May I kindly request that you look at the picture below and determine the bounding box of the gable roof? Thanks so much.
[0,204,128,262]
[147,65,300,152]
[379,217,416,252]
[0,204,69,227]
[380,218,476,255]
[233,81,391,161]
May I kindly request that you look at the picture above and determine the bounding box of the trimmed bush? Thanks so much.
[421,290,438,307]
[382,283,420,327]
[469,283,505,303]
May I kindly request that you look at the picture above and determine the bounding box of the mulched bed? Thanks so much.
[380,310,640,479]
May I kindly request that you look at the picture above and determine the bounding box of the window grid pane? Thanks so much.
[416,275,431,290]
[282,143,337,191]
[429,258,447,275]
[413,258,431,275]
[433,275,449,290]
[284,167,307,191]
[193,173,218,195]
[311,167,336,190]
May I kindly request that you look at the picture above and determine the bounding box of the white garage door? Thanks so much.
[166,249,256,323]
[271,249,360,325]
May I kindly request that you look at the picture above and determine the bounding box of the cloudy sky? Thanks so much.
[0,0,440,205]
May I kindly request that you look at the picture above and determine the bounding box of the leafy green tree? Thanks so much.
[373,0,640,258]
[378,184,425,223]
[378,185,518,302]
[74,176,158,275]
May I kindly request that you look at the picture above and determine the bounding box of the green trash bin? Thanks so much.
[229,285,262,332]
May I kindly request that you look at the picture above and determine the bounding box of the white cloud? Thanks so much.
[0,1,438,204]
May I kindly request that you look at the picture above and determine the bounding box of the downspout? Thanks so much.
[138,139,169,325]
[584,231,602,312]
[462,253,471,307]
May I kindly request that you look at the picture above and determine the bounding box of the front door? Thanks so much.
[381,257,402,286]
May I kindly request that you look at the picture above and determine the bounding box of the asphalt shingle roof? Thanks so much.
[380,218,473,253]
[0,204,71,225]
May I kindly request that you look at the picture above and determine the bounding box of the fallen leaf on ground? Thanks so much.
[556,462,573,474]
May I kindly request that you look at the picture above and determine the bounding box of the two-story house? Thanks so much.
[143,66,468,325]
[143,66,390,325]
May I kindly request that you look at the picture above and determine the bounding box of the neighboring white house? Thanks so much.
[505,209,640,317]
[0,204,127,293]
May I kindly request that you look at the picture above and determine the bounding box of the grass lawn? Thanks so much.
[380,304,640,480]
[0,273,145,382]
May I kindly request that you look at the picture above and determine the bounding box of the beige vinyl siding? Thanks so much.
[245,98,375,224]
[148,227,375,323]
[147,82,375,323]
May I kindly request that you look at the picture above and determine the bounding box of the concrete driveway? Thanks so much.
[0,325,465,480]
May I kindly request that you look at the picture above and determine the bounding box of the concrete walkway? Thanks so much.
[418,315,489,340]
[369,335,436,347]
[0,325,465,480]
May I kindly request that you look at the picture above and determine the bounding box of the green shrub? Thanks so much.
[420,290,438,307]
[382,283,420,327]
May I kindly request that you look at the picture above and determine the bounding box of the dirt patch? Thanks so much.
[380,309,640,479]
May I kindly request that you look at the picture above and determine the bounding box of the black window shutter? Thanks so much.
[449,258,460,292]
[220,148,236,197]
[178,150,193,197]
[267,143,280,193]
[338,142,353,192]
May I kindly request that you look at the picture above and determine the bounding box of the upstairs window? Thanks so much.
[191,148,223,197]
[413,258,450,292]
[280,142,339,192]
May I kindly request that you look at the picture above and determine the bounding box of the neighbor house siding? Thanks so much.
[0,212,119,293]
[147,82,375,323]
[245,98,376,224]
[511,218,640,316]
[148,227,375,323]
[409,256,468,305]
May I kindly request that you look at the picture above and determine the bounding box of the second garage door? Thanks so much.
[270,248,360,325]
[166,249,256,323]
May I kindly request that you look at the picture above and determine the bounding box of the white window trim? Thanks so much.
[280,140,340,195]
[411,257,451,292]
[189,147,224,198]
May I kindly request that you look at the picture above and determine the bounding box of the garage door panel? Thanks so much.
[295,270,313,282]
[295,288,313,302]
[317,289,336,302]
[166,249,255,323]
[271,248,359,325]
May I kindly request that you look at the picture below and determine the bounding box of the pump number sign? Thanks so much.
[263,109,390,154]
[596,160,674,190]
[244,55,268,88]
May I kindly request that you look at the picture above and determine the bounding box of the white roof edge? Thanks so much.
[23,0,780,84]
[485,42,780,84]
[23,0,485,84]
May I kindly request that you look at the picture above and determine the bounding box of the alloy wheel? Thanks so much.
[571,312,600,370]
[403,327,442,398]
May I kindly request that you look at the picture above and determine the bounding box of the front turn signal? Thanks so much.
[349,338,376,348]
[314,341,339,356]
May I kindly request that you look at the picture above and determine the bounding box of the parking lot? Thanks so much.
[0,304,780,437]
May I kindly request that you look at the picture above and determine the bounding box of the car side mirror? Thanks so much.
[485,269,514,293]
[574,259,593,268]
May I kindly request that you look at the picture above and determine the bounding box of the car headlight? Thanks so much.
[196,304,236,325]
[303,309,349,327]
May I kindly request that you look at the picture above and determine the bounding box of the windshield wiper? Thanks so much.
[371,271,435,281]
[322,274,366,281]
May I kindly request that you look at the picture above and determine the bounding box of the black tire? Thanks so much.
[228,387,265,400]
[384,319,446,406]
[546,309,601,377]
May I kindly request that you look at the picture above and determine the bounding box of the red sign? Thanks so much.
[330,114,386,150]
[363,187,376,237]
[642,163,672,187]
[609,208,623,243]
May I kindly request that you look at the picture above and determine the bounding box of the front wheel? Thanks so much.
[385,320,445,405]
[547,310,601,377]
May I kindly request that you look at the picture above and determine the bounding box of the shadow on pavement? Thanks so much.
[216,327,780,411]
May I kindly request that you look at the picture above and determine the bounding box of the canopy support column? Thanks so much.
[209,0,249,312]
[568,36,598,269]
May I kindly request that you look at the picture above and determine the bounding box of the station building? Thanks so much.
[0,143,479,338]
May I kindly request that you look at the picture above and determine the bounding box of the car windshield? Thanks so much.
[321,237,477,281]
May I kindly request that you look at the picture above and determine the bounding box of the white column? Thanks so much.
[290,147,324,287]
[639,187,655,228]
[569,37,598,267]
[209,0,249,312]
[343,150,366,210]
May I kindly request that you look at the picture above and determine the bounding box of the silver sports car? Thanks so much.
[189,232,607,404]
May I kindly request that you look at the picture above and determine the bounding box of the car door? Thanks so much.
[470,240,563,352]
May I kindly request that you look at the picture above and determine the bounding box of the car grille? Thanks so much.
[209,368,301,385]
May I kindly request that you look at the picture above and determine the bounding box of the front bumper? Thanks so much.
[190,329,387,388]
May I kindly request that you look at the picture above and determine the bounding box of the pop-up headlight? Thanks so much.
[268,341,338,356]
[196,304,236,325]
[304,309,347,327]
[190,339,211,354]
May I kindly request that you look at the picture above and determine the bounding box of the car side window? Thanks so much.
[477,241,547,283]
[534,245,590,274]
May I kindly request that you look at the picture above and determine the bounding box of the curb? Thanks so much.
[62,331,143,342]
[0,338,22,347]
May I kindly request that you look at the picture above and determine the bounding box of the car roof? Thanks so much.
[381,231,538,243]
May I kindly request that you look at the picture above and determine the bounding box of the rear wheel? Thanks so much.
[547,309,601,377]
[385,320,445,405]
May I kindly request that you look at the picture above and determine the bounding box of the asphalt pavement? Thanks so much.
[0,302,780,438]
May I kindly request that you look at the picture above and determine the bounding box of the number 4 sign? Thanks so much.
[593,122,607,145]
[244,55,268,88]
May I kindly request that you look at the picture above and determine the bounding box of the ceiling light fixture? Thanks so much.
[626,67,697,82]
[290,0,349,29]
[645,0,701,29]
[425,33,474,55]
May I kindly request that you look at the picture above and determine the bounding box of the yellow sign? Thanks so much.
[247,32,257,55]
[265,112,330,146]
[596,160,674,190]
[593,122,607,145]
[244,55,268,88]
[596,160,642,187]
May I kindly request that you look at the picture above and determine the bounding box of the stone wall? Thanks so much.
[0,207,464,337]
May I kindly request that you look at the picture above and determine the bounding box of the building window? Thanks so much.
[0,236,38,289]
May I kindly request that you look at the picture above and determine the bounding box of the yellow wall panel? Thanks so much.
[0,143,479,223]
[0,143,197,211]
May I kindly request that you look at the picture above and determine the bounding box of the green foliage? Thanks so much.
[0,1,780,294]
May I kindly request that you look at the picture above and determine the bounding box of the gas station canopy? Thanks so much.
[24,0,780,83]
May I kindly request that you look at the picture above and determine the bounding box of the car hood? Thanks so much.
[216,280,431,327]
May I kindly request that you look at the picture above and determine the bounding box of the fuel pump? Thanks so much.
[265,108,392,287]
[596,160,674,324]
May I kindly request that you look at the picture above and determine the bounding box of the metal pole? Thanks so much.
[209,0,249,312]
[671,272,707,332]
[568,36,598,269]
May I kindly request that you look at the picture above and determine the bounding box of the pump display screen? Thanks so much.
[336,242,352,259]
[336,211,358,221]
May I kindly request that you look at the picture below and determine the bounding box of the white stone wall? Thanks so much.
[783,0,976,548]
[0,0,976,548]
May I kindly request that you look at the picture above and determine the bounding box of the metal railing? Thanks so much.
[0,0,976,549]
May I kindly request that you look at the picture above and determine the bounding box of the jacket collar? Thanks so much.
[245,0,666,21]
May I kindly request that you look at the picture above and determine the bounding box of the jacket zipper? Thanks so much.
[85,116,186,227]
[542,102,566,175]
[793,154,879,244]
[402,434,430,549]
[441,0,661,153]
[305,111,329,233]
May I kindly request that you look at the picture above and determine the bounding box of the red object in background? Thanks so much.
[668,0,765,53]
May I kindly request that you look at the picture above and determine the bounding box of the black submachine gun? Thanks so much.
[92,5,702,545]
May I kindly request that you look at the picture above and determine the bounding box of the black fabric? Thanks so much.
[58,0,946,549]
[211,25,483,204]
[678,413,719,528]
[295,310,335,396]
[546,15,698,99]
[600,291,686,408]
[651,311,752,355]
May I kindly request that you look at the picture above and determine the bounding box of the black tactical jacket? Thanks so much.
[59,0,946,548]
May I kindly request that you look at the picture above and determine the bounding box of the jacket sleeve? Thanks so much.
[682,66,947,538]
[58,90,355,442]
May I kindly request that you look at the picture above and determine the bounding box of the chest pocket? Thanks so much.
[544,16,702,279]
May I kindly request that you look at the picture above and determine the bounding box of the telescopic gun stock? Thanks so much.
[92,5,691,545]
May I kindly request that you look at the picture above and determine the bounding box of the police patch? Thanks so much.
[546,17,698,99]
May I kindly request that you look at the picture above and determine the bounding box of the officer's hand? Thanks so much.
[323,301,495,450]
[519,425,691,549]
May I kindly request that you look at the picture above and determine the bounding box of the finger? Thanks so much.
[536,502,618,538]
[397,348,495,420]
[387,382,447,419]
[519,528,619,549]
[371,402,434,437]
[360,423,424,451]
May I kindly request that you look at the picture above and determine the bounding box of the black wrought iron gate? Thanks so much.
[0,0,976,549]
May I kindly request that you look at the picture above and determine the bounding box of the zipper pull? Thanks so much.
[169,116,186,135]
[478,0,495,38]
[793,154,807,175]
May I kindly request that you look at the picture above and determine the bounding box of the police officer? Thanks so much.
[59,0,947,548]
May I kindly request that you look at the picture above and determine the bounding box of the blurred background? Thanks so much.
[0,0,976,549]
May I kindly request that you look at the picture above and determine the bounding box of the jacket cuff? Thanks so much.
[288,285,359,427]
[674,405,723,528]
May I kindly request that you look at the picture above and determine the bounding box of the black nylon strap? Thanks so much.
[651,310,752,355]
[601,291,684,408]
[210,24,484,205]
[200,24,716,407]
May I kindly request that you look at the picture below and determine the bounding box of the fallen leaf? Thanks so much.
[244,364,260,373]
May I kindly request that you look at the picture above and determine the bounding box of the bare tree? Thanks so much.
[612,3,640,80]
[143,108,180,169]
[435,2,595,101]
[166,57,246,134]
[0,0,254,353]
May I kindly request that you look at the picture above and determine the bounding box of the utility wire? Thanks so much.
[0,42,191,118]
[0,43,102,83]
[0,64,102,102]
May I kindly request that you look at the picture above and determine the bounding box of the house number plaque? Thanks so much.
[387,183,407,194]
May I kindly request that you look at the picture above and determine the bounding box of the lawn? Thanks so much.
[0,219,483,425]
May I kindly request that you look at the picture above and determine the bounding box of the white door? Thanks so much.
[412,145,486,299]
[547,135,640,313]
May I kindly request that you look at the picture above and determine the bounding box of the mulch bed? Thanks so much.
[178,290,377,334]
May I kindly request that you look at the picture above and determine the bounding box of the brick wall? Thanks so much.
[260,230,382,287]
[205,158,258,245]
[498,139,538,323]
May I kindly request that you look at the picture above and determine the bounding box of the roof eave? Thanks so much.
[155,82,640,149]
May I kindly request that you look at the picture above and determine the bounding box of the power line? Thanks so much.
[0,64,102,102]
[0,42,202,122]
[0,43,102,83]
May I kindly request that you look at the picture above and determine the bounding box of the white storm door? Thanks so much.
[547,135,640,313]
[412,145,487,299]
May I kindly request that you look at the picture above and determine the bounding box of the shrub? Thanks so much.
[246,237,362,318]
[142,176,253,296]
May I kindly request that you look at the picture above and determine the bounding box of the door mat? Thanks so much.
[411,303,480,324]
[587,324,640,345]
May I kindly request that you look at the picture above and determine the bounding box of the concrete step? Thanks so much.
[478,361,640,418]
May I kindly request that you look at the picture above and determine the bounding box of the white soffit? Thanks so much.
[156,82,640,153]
=======
## Aim
Repeat the rows starting with the line containing "fabric? Thanks so much." and going on through the line containing "[519,425,691,549]", renaming "police patch" to "shoulder patch" and leaving everything else unchanged.

## The completed task
May I kindly request that you look at the picture above and determine the bounding box of the black fabric? Thanks so much.
[58,0,946,549]
[211,25,483,204]
[678,413,719,528]
[295,310,335,396]
[546,15,698,99]
[600,291,686,408]
[651,311,752,355]
May I kindly request that you look at the picture above and determine the bounding box of the black tactical jacket? Thanks so much.
[59,0,946,548]
May I kindly request that you look at the picture above and determine the bounding box of the jacket sleeve? Thanks so much.
[682,66,947,538]
[58,90,355,442]
May I kindly request that you look at the picture above and determine the bounding box of the chest pocket? Thanks so much.
[544,16,702,279]
May I kindly request that you look at the picture above and determine the bounding box of the telescopic gun stock? Thanks so much.
[92,5,691,545]
May I kindly request that you look at the picture above and determine the bounding box of the shoulder patch? Thanks so much.
[546,17,698,99]
May I kindly request that you look at the picture above and determine the bounding box of the officer's hand? Thanks so much.
[323,301,495,450]
[519,425,691,549]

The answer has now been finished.